ASSIGNMENT: Look below for the line with "drop a point: the blue baseball cap", then give it again exactly, along with every line that comes after it, the final line included.

DATA FOR THIS EXERCISE:
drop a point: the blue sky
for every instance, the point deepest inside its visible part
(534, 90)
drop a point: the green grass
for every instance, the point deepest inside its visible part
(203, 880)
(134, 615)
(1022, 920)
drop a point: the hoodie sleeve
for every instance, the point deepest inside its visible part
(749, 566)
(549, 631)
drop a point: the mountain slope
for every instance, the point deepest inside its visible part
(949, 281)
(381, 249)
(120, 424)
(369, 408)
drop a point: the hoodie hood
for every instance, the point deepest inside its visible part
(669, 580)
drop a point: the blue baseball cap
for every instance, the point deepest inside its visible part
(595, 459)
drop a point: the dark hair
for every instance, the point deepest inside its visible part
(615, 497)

REPLY TO THE EXERCISE:
drop a point: the blue baseball cap
for every instance, the point deepest inside its visible part
(595, 459)
drop a point: the dark hair
for every instance, the point deepest inside its visible part
(615, 497)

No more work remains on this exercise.